▶ _Amaç 1_: Meal metnindeki Diyanet İşleri Yeni Meali'nde "Allah'ın diledikleri" ifadesinin yanına parantez içinde hangi açıklama eklenmiştir? Bu ekin ifadenin anlamını nasıl netleştirdiğini bir iki cümleyle açıklayın.
▶ _Amaç 2_: Meal metninde ayetin aktarıldığı mealleri, metindeki başlıklarıyla sıralayın.
▶ _Amaç 3_: Meal metninden "Diyanet İşleri Yeni" ile başlayıp "sahibidir, hakkıyla bilendir." ile biten bölümü değiştirmeden aktarın.

▶ _Metin_:
################

Cemal Külünkoğlu Meali:

O gün (Allah), onların hepsini huzurunda toplayacak ve: “Ey cinler (şeytanlar) topluluğu! İnsanların çoğunu yoldan çıkardınız” (diyecek). Onların insanlardan dostları da şöyle diyecekler: “Rabbimiz! Biz birbirimizden faydalandık. Nihayet bize tayin ettiğin vademize ulaştık.” O (Allah) da buyuracak ki: “Sizin durağınız cehennemdir. Allah aksini dilemedikçe orada ebedi olarak kalacaksınız.” Şüphesiz Rabbin tam hüküm ve hikmet sahibidir, her şeyi bilendir.*

(Enam 128)

Diyanet İşleri Eski Meali:

Allah hepsini toplayacağı gün, "Ey cin topluluğu! İnsanların çoğunu yoldan çıkardınız" der, insanlardan onlara uymuş olanlar, "Rabbimiz! Bir kısmımız bir kısmımızdan faydalandık ve bize tayin ettiğin sürenin sonuna ulaştık" derler. "Cehennem, Allah'ın dilemesine bağlı olarak, temelli kalacağınız durağınızdır" der. Doğrusu Rabbin hakimdir, bilendir.

(Enam 128)

Diyanet İşleri Yeni Meali:

Onların hepsini bir araya toplayacağı gün şöyle diyecektir: "Ey cin topluluğu! İnsanlardan pek çoğunu saptırıp aranıza kattınız." Onların insanlardan olan dostları, "Ey Rabbimiz! Bizler birbirimizden yararlandık ve bize belirlediğin süremizin sonuna ulaştık" diyecekler. Allah da diyecek ki: "Allah'ın diledikleri (affettikleri) hariç, içinde ebedi kalmak üzere duracağınız yer ateştir." Ey Muhammed! Şüphesiz senin Rabbin hüküm ve hikmet sahibidir, hakkıyla bilendir.

################

(Bir veri kümesinden alıntı)

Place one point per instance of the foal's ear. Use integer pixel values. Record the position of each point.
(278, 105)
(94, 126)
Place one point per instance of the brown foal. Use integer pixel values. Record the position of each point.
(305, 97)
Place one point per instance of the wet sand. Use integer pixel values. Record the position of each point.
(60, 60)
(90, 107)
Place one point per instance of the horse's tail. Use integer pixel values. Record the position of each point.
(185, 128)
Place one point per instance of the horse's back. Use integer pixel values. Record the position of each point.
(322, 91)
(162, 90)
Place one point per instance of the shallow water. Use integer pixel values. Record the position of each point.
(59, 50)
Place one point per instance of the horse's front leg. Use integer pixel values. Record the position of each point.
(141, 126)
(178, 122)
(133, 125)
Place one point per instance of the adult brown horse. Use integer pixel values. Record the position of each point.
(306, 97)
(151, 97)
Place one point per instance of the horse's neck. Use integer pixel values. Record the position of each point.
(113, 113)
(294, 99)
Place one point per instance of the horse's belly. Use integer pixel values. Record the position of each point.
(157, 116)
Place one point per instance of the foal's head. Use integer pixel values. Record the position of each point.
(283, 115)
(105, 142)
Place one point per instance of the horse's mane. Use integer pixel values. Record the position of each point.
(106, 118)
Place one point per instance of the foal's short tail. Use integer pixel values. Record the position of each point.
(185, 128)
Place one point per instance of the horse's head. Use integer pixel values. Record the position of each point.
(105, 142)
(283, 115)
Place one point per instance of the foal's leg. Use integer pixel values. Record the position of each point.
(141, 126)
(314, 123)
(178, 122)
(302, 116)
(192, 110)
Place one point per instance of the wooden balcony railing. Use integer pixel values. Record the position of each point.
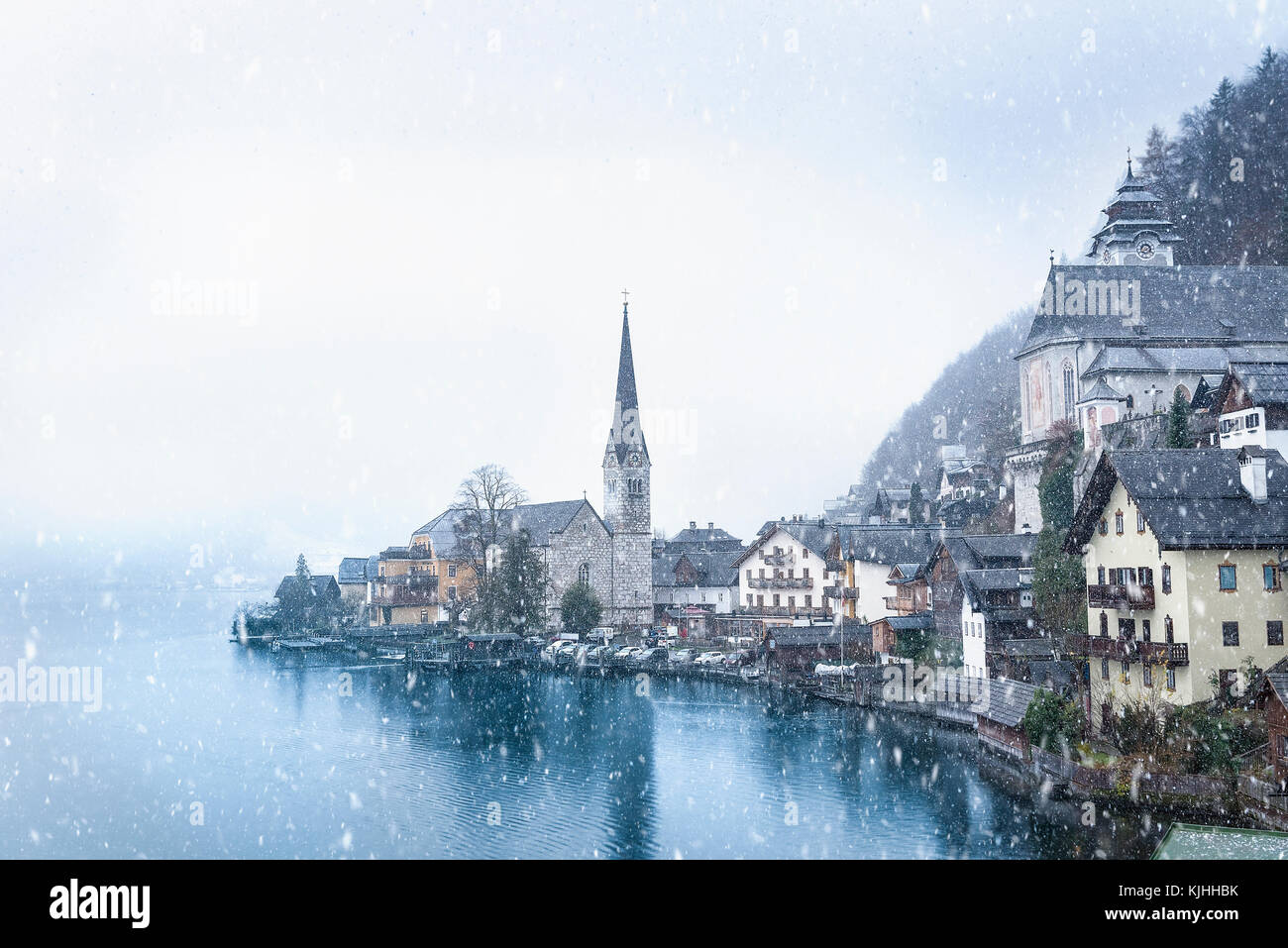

################

▶ _Örnek Çözüm 1_: Parantez içinde "affettikleri" kelimesi yer alır. Bu ek, ateşte ebedi kalmaktan istisna tutulan "Allah'ın diledikleri"nin, Allah'ın affettikleri olduğunu belirtir.

▶ _Örnek Çözüm 2_:
- Cemal Külünkoğlu Meali
- Diyanet İşleri Eski Meali
- Diyanet İşleri Yeni Meali

▶ _Örnek Çözüm 3_:
Diyanet İşleri Yeni Meali:

Onların hepsini bir araya toplayacağı gün şöyle diyecektir: "Ey cin topluluğu! İnsanlardan pek çoğunu saptırıp aranıza kattınız." Onların insanlardan olan dostları, "Ey Rabbimiz! Bizler birbirimizden yararlandık ve bize belirlediğin süremizin sonuna ulaştık" diyecekler. Allah da diyecek ki: "Allah'ın diledikleri (affettikleri) hariç, içinde ebedi kalmak üzere duracağınız yer ateştir." Ey Muhammed! Şüphesiz senin Rabbin hüküm ve hikmet sahibidir, hakkıyla bilendir.